- Trecho para análise -
↓↓↓
Olson e outros pesquisadores apontaram, no entanto, que o estudo pode não ser generalizado para todas as crianças transgênero. Dois terços dos participantes eram brancos, por exemplo, e os pais tendiam a ter renda mais alta e mais escolaridade do que a população em geral. Todos os pais deram apoio para facilitar a transição social completa.

Como o estudo começou há quase uma década, não está claro se ele reflete os padrões atuais, quando muito mais crianças se identificam como trans. Dois terços dos participantes do estudo eram meninas transgênero que foram designadas meninos no nascimento. ​

Nos últimos anos, porém, clínicas de gênero para jovens em todo o mundo relataram um aumento de adolescentes designadas meninas no nascimento que haviam sido identificadas recentemente como meninos trans ou não-binários.
↑↑↑
(Dados extraídos de uma coleção)
↓↓↓
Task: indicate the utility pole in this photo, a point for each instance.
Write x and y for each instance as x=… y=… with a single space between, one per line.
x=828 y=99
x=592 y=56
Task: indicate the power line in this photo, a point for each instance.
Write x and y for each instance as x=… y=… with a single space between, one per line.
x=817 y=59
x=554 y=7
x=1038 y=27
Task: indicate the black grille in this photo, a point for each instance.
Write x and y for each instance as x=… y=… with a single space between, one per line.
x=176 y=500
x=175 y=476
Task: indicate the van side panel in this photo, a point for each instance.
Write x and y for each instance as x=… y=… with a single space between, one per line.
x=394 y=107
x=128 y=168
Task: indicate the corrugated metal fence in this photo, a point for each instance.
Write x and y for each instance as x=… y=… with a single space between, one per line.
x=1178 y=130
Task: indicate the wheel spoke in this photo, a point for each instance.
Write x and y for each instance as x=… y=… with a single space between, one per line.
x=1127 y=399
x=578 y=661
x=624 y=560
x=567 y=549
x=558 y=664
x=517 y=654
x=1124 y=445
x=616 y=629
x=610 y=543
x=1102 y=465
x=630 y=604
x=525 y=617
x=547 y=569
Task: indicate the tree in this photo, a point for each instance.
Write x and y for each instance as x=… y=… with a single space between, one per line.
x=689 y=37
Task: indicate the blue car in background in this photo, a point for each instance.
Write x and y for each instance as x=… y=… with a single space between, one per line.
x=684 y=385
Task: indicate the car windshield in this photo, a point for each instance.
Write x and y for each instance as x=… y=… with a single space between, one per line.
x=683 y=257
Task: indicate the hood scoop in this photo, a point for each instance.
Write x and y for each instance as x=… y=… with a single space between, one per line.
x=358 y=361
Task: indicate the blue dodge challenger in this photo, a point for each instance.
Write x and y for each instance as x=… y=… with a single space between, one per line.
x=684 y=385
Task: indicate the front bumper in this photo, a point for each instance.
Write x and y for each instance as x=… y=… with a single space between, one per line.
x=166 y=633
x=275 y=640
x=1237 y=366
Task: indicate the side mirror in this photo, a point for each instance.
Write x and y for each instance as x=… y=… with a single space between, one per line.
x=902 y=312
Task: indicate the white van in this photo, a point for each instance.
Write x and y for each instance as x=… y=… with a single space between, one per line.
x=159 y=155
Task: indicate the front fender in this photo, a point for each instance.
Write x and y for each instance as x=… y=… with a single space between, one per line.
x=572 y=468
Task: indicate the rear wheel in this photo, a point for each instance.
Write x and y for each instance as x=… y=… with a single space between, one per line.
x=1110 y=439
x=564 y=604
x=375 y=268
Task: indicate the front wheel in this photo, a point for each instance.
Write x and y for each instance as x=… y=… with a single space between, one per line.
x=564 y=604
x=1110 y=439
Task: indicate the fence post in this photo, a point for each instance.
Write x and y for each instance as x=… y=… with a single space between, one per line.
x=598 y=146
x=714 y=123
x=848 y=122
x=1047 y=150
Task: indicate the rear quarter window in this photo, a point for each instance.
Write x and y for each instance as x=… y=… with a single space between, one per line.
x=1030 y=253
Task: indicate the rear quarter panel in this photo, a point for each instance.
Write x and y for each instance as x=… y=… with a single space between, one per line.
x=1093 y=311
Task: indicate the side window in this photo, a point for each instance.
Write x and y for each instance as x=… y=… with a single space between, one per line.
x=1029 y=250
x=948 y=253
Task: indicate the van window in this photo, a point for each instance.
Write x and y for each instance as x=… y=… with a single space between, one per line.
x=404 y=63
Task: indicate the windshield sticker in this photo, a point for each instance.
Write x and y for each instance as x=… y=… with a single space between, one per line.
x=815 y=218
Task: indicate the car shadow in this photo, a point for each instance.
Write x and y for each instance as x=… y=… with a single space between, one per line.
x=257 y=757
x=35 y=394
↑↑↑
- Tarefas -
1. Enumere todas as características dos participantes do estudo e de seus pais mencionadas no trecho sobre o estudo com crianças transgênero.
2. Transcreva o trecho sobre o estudo com crianças transgênero a partir das palavras "Como o estudo" e pare logo depois de "trans ou não-binários.".
3. Indique se cada afirmação concorda com o trecho sobre o estudo com crianças transgênero, respondendo sim ou não e citando as palavras do trecho que decidem a questão.
(a) O estudo começou há quase uma década.
(b) Metade dos participantes do estudo era branca.
(c) Clínicas de gênero para jovens relataram uma queda no número de adolescentes designadas meninas no nascimento que se identificaram como meninos trans ou não-binários.

- Respostas das atividades -
1.
- Dois terços dos participantes eram brancos.
- Os pais tendiam a ter renda mais alta do que a população em geral.
- Os pais tendiam a ter mais escolaridade do que a população em geral.
- Todos os pais deram apoio para facilitar a transição social completa.
- Dois terços dos participantes eram meninas transgênero designadas meninos no nascimento.

2.
Como o estudo começou há quase uma década, não está claro se ele reflete os padrões atuais, quando muito mais crianças se identificam como trans. Dois terços dos participantes do estudo eram meninas transgênero que foram designadas meninos no nascimento. ​

Nos últimos anos, porém, clínicas de gênero para jovens em todo o mundo relataram um aumento de adolescentes designadas meninas no nascimento que haviam sido identificadas recentemente como meninos trans ou não-binários.

3.
(a) Sim: "Como o estudo começou há quase uma década".
(b) Não: "Dois terços dos participantes eram brancos".
(c) Não: "relataram um aumento de adolescentes designadas meninas no nascimento".